* **Written request A**
Extract the full BBC extractor commit diff below, reproducing every line verbatim.

[Start Text segment]

[bbc] Fix BBC Extractor to work with 'School Report'

2024-11-04 23:35:04 +00:00 · 2016-03-11 09:31:35 -06:00 · 2016-03-11 09:31:35 -06:00 · 8e4aa7bf18
commit 8e4aa7bf18
parent a42dfa629e
1 changed files with 8 additions and 7 deletions
--- a/youtube_dl/extractor/bbc.py
+++ b/youtube_dl/extractor/bbc.py
@ -10,7 +10,6 @@
    int_or_none,
    parse_duration,
    parse_iso8601,
-    remove_end,
    unescapeHTML,
 )
 from ..compat import (
@ -796,9 +795,15 @@ def _real_extract(self, url):
                            entries.append(self._extract_from_playlist_sxml(
                                playlist.get('progressiveDownloadUrl'), playlist_id, timestamp))

+        playlist_title = self._og_search_title(webpage, default=None)
+        playlist_title = playlist_title or self._html_search_regex(
+            r'<title>(.*?)</title>', webpage, 'playlist title')
+
+        playlist_title = self._search_regex(r'(.+)\s*-\s*BBC', playlist_title, 'title', default=playlist_title)
+
+        playlist_description = self._og_search_description(webpage, default=None)

[End Text segment]

* **Written request B**
Filter the entries below and copy out every line that contains the string "house". The match is case-sensitive.

[Start Exercise material]

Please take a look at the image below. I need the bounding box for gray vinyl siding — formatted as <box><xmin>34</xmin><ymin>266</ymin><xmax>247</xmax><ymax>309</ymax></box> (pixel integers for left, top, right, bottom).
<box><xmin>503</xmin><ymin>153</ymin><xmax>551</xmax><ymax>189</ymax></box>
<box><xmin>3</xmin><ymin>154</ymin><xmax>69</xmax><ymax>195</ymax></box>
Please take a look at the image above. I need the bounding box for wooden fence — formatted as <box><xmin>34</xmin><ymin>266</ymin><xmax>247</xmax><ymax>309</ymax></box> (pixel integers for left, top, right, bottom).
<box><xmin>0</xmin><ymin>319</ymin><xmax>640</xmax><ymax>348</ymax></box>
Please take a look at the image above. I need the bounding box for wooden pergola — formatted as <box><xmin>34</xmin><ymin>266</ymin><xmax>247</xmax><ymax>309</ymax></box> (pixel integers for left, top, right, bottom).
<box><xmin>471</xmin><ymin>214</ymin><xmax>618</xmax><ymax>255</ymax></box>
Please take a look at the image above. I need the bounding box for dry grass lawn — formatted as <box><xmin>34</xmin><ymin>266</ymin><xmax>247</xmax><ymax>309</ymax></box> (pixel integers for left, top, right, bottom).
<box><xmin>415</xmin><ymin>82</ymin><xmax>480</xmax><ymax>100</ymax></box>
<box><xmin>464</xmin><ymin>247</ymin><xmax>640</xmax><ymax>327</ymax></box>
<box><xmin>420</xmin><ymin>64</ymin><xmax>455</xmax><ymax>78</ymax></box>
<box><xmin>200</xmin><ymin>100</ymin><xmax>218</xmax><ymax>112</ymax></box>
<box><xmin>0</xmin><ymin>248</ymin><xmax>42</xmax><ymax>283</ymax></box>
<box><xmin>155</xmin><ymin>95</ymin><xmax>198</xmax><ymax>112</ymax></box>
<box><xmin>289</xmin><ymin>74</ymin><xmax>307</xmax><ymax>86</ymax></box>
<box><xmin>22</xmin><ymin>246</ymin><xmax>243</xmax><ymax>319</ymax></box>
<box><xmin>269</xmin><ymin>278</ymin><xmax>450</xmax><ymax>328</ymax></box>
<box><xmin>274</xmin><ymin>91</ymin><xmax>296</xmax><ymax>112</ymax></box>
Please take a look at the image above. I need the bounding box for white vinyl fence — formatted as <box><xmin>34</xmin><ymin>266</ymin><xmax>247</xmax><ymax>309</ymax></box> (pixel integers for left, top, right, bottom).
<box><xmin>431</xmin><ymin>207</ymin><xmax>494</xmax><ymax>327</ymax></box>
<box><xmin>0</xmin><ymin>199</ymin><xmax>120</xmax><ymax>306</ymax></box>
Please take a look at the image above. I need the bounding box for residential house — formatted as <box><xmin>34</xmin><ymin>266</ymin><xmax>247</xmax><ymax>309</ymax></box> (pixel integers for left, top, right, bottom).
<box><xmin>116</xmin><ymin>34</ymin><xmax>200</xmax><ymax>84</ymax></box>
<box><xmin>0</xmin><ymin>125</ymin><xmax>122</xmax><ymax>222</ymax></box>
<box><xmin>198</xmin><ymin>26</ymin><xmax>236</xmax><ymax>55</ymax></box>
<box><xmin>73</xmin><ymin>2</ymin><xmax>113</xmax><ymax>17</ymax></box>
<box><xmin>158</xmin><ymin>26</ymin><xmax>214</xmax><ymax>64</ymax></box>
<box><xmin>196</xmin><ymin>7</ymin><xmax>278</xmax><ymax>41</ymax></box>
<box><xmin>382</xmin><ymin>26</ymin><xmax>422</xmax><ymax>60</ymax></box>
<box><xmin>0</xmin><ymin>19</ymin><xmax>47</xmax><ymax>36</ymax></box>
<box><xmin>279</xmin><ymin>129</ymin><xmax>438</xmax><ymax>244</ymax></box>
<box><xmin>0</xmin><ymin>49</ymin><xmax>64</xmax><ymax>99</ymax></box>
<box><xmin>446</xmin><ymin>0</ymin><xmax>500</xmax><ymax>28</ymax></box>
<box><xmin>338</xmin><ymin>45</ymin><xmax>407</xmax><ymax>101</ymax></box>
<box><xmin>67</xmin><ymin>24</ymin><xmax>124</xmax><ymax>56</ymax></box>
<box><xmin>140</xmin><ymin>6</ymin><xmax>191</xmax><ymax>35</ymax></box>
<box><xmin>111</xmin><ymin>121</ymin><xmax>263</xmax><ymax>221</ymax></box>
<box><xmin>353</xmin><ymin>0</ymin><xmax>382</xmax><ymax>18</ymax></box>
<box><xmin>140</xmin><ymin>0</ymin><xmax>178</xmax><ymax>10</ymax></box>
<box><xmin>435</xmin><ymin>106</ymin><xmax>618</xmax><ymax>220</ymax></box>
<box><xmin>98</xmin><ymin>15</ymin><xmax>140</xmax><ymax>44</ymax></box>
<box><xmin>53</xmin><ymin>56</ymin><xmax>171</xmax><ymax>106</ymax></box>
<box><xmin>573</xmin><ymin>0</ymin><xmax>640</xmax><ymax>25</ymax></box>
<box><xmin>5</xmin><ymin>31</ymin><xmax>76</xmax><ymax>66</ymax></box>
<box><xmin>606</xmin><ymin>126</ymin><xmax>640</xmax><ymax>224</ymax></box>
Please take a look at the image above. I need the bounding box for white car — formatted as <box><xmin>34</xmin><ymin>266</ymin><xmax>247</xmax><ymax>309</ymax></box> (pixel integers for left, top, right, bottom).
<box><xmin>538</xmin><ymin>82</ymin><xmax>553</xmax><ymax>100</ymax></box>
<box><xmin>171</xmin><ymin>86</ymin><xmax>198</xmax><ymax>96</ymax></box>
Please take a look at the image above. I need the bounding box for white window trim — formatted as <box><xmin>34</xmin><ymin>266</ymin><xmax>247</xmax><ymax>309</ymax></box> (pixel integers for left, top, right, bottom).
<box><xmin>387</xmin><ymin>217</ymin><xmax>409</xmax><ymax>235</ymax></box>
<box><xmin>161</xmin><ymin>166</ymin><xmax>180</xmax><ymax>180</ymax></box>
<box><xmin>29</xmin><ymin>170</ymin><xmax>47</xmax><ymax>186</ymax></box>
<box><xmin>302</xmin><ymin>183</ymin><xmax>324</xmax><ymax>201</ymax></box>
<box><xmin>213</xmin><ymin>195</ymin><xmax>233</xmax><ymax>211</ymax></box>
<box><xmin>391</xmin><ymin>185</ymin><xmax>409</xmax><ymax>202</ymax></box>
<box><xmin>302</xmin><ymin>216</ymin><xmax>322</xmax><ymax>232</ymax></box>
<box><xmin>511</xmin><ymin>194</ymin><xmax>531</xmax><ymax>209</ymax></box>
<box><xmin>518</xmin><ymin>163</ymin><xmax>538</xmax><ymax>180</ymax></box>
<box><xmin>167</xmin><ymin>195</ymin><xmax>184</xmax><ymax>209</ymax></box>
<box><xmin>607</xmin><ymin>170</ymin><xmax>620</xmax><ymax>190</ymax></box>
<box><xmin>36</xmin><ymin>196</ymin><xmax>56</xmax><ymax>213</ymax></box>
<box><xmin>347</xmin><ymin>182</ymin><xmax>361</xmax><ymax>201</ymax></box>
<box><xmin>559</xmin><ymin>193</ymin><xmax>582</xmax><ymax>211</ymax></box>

[End Exercise material]
[Start Exercise material]

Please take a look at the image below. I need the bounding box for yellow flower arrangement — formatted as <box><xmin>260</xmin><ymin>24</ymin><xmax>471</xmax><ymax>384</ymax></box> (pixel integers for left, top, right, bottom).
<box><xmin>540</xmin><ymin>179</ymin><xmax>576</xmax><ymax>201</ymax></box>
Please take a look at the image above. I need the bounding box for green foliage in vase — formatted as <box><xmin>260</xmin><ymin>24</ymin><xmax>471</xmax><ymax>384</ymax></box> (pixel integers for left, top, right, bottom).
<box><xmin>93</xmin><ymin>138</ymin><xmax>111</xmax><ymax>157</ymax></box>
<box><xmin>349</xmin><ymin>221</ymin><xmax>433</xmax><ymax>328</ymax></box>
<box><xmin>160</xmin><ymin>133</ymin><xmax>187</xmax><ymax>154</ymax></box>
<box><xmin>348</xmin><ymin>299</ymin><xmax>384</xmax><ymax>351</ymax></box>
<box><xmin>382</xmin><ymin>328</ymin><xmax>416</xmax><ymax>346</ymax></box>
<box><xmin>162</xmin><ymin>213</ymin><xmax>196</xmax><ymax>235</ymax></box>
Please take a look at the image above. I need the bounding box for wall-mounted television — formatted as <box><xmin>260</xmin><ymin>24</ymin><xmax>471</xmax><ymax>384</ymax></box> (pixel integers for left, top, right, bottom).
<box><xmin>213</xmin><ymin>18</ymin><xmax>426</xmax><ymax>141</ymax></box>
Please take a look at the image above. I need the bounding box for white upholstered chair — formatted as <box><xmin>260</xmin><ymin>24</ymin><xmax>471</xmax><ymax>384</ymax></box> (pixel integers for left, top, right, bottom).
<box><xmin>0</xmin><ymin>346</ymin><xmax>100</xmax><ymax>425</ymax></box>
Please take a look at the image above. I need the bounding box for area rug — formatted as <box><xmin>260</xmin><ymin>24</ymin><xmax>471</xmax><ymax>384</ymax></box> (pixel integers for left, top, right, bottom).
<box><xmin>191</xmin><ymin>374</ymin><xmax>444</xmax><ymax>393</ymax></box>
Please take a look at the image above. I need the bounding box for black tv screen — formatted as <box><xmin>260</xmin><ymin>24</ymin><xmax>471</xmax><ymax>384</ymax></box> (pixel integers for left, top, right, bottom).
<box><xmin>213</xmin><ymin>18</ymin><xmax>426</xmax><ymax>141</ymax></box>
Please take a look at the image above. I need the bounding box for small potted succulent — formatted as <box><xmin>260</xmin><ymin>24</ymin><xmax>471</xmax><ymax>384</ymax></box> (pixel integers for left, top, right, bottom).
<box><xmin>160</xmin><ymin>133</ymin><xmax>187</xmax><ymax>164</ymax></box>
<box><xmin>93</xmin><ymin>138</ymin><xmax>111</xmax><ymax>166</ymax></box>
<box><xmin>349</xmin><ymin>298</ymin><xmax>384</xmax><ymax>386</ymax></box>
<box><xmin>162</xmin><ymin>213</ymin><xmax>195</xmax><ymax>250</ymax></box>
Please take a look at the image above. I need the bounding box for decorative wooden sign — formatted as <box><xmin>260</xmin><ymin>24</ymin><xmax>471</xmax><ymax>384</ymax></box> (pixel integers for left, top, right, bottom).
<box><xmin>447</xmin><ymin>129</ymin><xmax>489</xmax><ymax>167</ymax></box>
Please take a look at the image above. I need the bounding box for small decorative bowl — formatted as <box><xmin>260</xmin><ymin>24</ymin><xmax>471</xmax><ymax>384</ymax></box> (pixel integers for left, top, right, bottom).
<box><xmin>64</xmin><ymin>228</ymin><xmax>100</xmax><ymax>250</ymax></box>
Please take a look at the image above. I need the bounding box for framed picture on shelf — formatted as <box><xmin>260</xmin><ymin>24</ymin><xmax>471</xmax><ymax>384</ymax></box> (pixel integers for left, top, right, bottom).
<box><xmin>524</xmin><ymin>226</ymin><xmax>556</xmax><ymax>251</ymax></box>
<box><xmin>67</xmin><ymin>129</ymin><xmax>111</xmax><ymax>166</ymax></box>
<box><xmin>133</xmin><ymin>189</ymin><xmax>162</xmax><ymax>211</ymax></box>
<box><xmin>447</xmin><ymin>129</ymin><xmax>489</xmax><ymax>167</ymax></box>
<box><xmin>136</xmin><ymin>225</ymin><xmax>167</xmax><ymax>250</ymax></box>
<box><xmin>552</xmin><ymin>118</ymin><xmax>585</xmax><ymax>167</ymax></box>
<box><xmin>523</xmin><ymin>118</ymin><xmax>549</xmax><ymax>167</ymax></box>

[End Exercise material]

* **Correct answer A**
[bbc] Fix BBC Extractor to work with 'School Report'

2024-11-04 23:35:04 +00:00 · 2016-03-11 09:31:35 -06:00 · 2016-03-11 09:31:35 -06:00 · 8e4aa7bf18
commit 8e4aa7bf18
parent a42dfa629e
1 changed files with 8 additions and 7 deletions
--- a/youtube_dl/extractor/bbc.py
+++ b/youtube_dl/extractor/bbc.py
@ -10,7 +10,6 @@
    int_or_none,
    parse_duration,
    parse_iso8601,
-    remove_end,
    unescapeHTML,
 )
 from ..compat import (
@ -796,9 +795,15 @@ def _real_extract(self, url):
                            entries.append(self._extract_from_playlist_sxml(
                                playlist.get('progressiveDownloadUrl'), playlist_id, timestamp))

+        playlist_title = self._og_search_title(webpage, default=None)
+        playlist_title = playlist_title or self._html_search_regex(
+            r'<title>(.*?)</title>', webpage, 'playlist title')
+
+        playlist_title = self._search_regex(r'(.+)\s*-\s*BBC', playlist_title, 'title', default=playlist_title)
+
+        playlist_description = self._og_search_description(webpage, default=None)

* **Correct answer B**
Please take a look at the image above. I need the bounding box for residential house — formatted as <box><xmin>34</xmin><ymin>266</ymin><xmax>247</xmax><ymax>309</ymax></box> (pixel integers for left, top, right, bottom).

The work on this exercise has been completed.